_Given request_. Format every line of the data below as a numbered list, dropping any blank lines.

Collected data
——

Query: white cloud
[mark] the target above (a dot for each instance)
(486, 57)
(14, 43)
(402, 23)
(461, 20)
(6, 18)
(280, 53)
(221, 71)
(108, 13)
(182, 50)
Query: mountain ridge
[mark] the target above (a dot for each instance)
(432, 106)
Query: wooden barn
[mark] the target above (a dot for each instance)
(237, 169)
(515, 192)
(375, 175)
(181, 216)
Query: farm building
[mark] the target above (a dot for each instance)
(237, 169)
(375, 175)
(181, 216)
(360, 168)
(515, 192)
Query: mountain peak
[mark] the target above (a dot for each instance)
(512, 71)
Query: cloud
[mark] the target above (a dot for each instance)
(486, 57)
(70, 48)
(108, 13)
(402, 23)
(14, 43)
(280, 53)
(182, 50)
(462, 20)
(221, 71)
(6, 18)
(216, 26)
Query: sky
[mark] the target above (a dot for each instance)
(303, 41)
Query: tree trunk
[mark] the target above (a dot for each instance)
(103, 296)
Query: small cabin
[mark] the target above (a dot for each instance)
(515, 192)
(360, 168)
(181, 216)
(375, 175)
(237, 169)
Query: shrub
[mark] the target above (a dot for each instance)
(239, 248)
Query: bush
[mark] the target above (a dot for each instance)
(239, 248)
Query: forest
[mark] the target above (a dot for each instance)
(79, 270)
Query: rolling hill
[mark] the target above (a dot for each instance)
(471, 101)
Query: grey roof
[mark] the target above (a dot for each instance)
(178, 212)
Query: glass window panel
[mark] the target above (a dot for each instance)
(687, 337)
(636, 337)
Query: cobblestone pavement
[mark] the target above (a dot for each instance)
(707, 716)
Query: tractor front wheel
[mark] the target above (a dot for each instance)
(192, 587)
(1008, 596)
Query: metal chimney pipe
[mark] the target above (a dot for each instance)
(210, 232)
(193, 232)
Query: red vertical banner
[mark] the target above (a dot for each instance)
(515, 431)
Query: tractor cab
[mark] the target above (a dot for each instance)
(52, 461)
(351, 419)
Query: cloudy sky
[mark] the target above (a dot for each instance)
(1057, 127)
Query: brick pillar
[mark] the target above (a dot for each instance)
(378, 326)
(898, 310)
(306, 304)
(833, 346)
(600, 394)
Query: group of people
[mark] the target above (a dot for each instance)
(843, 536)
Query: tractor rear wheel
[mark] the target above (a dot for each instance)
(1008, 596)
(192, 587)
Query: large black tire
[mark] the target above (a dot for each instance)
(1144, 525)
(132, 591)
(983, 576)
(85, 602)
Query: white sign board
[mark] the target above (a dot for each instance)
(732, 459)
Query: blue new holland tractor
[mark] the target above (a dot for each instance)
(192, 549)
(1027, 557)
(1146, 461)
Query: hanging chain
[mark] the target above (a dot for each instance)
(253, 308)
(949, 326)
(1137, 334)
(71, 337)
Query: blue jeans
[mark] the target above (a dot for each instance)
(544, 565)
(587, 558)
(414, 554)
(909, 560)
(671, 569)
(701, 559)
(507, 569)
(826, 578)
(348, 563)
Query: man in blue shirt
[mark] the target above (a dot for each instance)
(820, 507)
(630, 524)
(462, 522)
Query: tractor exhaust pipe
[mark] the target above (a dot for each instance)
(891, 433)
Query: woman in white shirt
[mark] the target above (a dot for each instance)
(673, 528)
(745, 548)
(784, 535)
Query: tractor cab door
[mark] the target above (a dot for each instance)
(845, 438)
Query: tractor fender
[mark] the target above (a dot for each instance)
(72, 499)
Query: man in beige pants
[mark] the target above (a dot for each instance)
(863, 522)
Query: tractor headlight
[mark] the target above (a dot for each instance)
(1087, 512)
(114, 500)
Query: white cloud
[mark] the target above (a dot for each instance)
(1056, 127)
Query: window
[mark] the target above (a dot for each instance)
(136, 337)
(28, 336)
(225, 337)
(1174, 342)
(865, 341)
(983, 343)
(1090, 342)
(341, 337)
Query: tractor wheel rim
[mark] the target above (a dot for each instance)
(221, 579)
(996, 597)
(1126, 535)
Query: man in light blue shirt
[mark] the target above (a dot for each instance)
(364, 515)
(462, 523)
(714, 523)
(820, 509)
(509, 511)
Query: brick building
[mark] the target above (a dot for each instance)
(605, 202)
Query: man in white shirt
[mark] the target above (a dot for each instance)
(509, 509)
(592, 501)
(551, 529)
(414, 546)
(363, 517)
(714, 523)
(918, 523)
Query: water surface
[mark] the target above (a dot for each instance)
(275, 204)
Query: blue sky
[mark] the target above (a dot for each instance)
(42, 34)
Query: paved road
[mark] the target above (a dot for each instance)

——

_Exercise solution_.
1. Query: white cloud
2. [mark] the target above (a dot for each instance)
3. (486, 57)
4. (14, 43)
5. (402, 23)
6. (461, 20)
7. (6, 18)
8. (280, 53)
9. (221, 71)
10. (108, 13)
11. (182, 50)
12. Query: mountain ridge
13. [mark] the target above (a dot for each instance)
14. (432, 106)
15. Query: wooden barn
16. [mark] the target above (a dot for each instance)
17. (237, 169)
18. (515, 192)
19. (375, 175)
20. (181, 216)
21. Query: farm building
22. [mark] the target above (a dot for each instance)
23. (237, 169)
24. (375, 175)
25. (181, 216)
26. (360, 168)
27. (515, 192)
28. Query: mountain peak
29. [mark] the target above (a dot for each instance)
30. (512, 71)
31. Query: cloud
32. [mark] the target above (a dot for each instance)
33. (486, 57)
34. (70, 48)
35. (108, 13)
36. (402, 23)
37. (14, 43)
38. (280, 53)
39. (182, 50)
40. (462, 20)
41. (221, 71)
42. (6, 18)
43. (216, 26)
44. Query: sky
45. [mark] the target above (a dot for each instance)
46. (303, 41)
47. Query: tree trunk
48. [mark] the target above (a dot for each instance)
49. (103, 296)
50. Query: small cabin
51. [mark] the target above (a dot for each instance)
52. (515, 192)
53. (360, 168)
54. (181, 216)
55. (375, 175)
56. (237, 169)
57. Query: shrub
58. [mark] the target above (a dot for each instance)
59. (239, 248)
60. Query: bush
61. [mark] the target above (a dot for each instance)
62. (239, 248)
63. Query: forest
64. [mark] the target above (a dot for each instance)
65. (79, 270)
66. Query: rolling hill
67. [mark] the target above (a dot for each instance)
68. (471, 101)
69. Query: grey roof
70. [mark] the target above (a dot for each instance)
71. (178, 212)
72. Query: glass window panel
73. [mark] the target above (a dot for each instance)
74. (687, 337)
75. (636, 337)
76. Query: cobblestone pavement
77. [mark] the target above (a dot for each instance)
78. (707, 716)
79. Query: tractor front wheel
80. [mark] the target above (a dot for each instance)
81. (192, 587)
82. (1008, 596)
83. Query: metal chimney pipe
84. [mark] the target above (a dot for each instance)
85. (210, 232)
86. (193, 232)
87. Query: red vertical banner
88. [mark] the target above (a dot for each instance)
89. (515, 431)
90. Query: tractor cab
91. [mark] the target above (a dot for each instance)
92. (52, 461)
93. (351, 419)
94. Query: cloudy sky
95. [mark] the target above (a dot for each instance)
96. (1057, 127)
97. Query: brick pillar
98. [mark] the target above (a dot for each instance)
99. (378, 326)
100. (898, 310)
101. (306, 304)
102. (833, 346)
103. (600, 394)
104. Query: group of people
105. [mark] the target above (a dot for each instance)
106. (843, 536)
107. Query: tractor rear wheel
108. [mark] the target above (a dot for each instance)
109. (1008, 596)
110. (192, 587)
111. Query: large black tire
112. [mark] the target above (a dot for each instance)
113. (1144, 525)
114. (132, 591)
115. (983, 576)
116. (85, 602)
117. Query: white sign board
118. [mark] the target above (a dot for each instance)
119. (732, 459)
120. Query: blue new holland tractor
121. [mark] the target above (a dot for each instance)
122. (192, 549)
123. (1027, 557)
124. (1146, 461)
125. Query: hanging chain
126. [mark] the target above (a dot for each instance)
127. (253, 308)
128. (949, 326)
129. (1137, 334)
130. (71, 337)
131. Query: blue jeans
132. [mark] the target above (a dot for each instance)
133. (544, 565)
134. (587, 558)
135. (414, 554)
136. (909, 560)
137. (671, 569)
138. (701, 559)
139. (507, 569)
140. (826, 578)
141. (348, 563)
142. Query: man in blue shirt
143. [mark] the target above (a dot for each instance)
144. (820, 507)
145. (630, 524)
146. (462, 522)
147. Query: tractor exhaust pipe
148. [mark] the target above (a dot for each instance)
149. (891, 433)
150. Query: woman in white shirt
151. [mark] the target above (a dot for each instance)
152. (673, 528)
153. (745, 548)
154. (784, 535)
155. Query: tractor cab door
156. [mark] the target above (a dot for each instance)
157. (845, 438)
158. Query: tractor fender
159. [mark] the target above (a dot for each instance)
160. (72, 499)
161. Query: man in beige pants
162. [mark] the target above (a dot for each instance)
163. (863, 522)
164. Query: tractor headlight
165. [mark] the target above (a dot for each instance)
166. (1087, 512)
167. (114, 500)
168. Query: white cloud
169. [mark] the target above (a dot for each instance)
170. (1056, 127)
171. Query: window
172. [mark] the target above (a dot for each instance)
173. (136, 337)
174. (28, 336)
175. (225, 337)
176. (1174, 342)
177. (865, 341)
178. (983, 343)
179. (1090, 342)
180. (341, 337)
181. Query: tractor wheel rim
182. [mark] the target above (a dot for each instance)
183. (221, 579)
184. (996, 597)
185. (1126, 535)
186. Query: man in light blue shirt
187. [mark] the target above (a dot for each instance)
188. (364, 515)
189. (462, 523)
190. (714, 523)
191. (820, 509)
192. (509, 511)
193. Query: brick building
194. [mark] the target above (a dot for each instance)
195. (605, 202)
196. Query: man in white shirt
197. [mark] the target above (a dot for each instance)
198. (509, 509)
199. (592, 501)
200. (551, 529)
201. (414, 546)
202. (363, 517)
203. (714, 523)
204. (918, 523)
205. Query: water surface
206. [mark] the target above (a dot for each instance)
207. (275, 204)
208. Query: blue sky
209. [mark] the target above (a dot for each instance)
210. (42, 34)
211. Query: paved road
212. [mark] the target above (a dot for each instance)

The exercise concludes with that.